SCHRIFTLICHE AUFGABE 1 →
Welche Zeilen der Datensätze unten enthalten die Zeichenfolge „block“? Schreib jede dieser Zeilen vollständig ab.

Den anderen Weg bin ich nicht gefahren;ich denke aber mal,daß das der ist,den du meinst....(also der,den ich nicht gefahren bin)....da werd ich dann nächstes Mal mal langgurken,dann kann ich dir die Frage beantworten;-)...evtl. schon Samstag


----------



## insider (19. April 2007)

Downhillfaller schrieb:


> und wenn nicht auf die Nase, dann auf die Stirn ! Warum hast Du da keine Haare mehr    ???



Das macht bergauf schneller, 25 Gramm weniger Gewicht und windschnittiger im Downhill ist es dann auch 

Ich seh schon, viele starten in Hülsede Richtung Krackes Ruh in den Süntel......da werd ich demnächst vor der Tür mal ne Schranke aufbauen und Wegzoll kassieren


----------



## tom de la zett (19. April 2007)

hifi-corsa schrieb:


> ...wenn ich jetzt wüßte,welcher der Kammweg ist...
> 
> Den anderen Weg bin ich nicht gefahren;ich denke aber mal,daß das der ist,den du meinst....(also der,den ich nicht gefahren bin)....da werd ich dann nächstes Mal mal langgurken,dann kann ich dir die Frage beantworten;-)...evtl. schon Samstag



Yupp, Hifi-Corsa, den meine ich. Da sah es schlimm aus. Schöner Weg übrigens, fährst immer weiter und dann gehts rechts runter nen hübschen Trail nach Rohdental! Viel Spass. Und poste ruhig, was du fährst. Vielleicht stoß ich mal dazu.


----------



## hifi-corsa (19. April 2007)

dat is mein Fahrrad...also das obere...das untere is nich mein Fahrrad 

ich bin extrem leicht zu erkennen...ich bin überall der Langsamste und schiebe gern bergauf....Helm trage ich auch nie und ich fahr mit Turnschuhen,kurzer Hose und T-Shirt und hab immer nen Rucksack aufm Rücken....kannst ja mal hallo sagen,wennde mich überholst


----------



## duncan.blues (23. April 2007)

Hallo zusammen!

Bin zwar aktuell im Bergischen Land bei Wuppertal beheimatet, komme aber häufiger zum Biken in den Deister oder Süntel (weil Rodenberg alte Heimat). Bin in den letzten paar Monaten häufiger mal im Süntel unterwegs gewesen, aber mangels genauerer Ortskenntnis meist nur Waldautobahn oder schmalere Wanderwege. Wenn mir grad nichts besseres einfällt fahr ich meist von Krackes Ruh über Dachtelfeld zum Hohenstein und Retour, technisch ist das natürlich total anspruchslos, nur der ewig lange Anstieg gleich am Anfang sorgt etwas für Herausforderung.
Ich hätte also auch mal Interesse daran, die feinen kleinen Pfade abseits der Waldautobahnen im Süntel kennenzulernen.

Am liebsten fahre ich persönlich kleine verschlungene Singletrails, nicht zu technisch aber ne Handvoll Wurzeln taktisch nett verstreut dürfen's schon sein (soll ja Spass machen).

ARBEITSMATERIAL →
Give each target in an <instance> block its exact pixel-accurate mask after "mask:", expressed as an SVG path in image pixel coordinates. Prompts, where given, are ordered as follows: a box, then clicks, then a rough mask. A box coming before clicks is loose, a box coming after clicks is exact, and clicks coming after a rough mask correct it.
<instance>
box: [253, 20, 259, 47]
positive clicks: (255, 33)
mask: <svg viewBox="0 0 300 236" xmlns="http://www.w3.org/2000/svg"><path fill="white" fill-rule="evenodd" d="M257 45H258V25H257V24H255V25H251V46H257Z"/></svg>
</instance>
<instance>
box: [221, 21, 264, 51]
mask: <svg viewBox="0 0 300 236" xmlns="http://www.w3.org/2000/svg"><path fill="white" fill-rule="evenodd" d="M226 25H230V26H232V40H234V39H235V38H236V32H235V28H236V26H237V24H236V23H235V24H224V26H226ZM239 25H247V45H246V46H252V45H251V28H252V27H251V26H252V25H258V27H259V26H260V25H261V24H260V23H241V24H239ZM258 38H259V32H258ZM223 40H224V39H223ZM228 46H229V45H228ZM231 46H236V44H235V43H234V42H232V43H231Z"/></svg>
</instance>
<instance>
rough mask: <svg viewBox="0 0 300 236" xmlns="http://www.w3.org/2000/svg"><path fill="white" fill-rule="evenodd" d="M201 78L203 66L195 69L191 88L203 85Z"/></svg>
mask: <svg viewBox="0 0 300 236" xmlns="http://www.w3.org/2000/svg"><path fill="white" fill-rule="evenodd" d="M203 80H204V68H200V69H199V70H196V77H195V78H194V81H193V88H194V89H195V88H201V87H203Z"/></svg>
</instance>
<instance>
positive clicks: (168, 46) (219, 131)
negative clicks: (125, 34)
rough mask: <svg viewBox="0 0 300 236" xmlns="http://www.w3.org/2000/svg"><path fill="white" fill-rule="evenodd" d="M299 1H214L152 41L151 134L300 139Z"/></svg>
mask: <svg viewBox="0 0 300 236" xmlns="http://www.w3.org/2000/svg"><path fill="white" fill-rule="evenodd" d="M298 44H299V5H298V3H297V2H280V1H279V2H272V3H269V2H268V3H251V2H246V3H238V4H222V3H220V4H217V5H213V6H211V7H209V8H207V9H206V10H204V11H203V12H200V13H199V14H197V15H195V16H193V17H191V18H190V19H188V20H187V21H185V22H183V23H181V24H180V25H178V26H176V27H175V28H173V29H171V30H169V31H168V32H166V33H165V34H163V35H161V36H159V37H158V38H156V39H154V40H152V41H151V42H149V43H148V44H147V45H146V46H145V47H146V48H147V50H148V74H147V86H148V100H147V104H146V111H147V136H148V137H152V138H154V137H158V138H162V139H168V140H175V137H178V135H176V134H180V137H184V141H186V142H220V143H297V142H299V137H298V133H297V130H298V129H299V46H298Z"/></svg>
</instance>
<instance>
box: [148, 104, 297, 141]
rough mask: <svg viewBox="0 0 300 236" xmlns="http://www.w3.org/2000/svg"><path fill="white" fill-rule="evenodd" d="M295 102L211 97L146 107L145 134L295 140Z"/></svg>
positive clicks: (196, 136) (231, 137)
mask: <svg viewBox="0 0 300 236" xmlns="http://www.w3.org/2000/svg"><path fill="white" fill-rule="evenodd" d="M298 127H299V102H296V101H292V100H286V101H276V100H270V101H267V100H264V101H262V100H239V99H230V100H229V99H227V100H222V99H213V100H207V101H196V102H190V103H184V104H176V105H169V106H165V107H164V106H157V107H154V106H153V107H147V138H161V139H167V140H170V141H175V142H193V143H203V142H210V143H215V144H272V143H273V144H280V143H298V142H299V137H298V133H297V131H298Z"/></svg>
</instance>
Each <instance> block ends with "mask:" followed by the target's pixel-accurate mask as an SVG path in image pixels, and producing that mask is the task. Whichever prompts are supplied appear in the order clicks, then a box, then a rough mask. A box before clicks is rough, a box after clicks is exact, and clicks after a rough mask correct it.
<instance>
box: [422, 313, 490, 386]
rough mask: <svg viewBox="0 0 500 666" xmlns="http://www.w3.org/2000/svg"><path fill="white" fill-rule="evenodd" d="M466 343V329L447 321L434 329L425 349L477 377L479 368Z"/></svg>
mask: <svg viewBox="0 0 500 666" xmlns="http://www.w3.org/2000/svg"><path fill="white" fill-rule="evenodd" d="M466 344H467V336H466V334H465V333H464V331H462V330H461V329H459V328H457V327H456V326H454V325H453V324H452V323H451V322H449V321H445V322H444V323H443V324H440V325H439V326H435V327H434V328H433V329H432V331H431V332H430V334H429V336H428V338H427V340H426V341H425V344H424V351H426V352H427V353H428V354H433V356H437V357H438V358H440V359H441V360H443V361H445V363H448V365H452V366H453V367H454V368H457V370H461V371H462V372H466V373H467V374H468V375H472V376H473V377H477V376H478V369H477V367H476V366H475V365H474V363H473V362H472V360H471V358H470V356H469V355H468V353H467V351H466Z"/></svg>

SCHRIFTLICHE AUFGABE 2 →
Wie könnte der Forumsthread über Mountainbike-Strecken im Süntel weitergehen? Setze ihn im Anschluss an seinen letzten Satz fort.

ANTWORTFELD 1 →
Give each target in an <instance> block its exact pixel-accurate mask after "mask:", expressed as an SVG path in image pixel coordinates. Prompts, where given, are ordered as follows: a box, then clicks, then a rough mask. A box coming before clicks is loose, a box coming after clicks is exact, and clicks coming after a rough mask correct it.
Each <instance> block ends with "mask:" followed by the target's pixel-accurate mask as an SVG path in image pixels, and producing that mask is the task. Whichever prompts are supplied appear in the order clicks, then a box, then a rough mask. A box before clicks is rough, a box after clicks is exact, and clicks after a rough mask correct it.

ANTWORTFELD 2 →
Downhills... Radio Eriwan ("im Prinzip ja, aber"). Eigentlich gern aber ich bin bei der Aussage immer etwas vorsichtig, was die einen als problemlos fahrbar darstellen ist für andere schon halsbrecherisch. Kommt halt auf den Versuch/Anblick an


----------



## hifi-corsa (29. April 2007)

tom de la zett schrieb:


> Yupp, Hifi-Corsa, den meine ich. Da sah es schlimm aus. Schöner Weg übrigens, fährst immer weiter und dann gehts rechts runter nen hübschen Trail nach Rohdental! Viel Spass. Und poste ruhig, was du fährst. Vielleicht stoß ich mal dazu.



Ich erinnere mich,daß ich dir noch ne Antwort schulde...

bin da heute mal langge"fahren" ...oder besser "getragen" :-D

Hier mal ein paar "Impressionen"



















Aber dafür war dann die Aussicht von der Paschenburg heute der absolute Hammer...kein bisschen Dunst über dem Tal


----------



## MTB-News.de




----------



## tom de la zett (30. April 2007)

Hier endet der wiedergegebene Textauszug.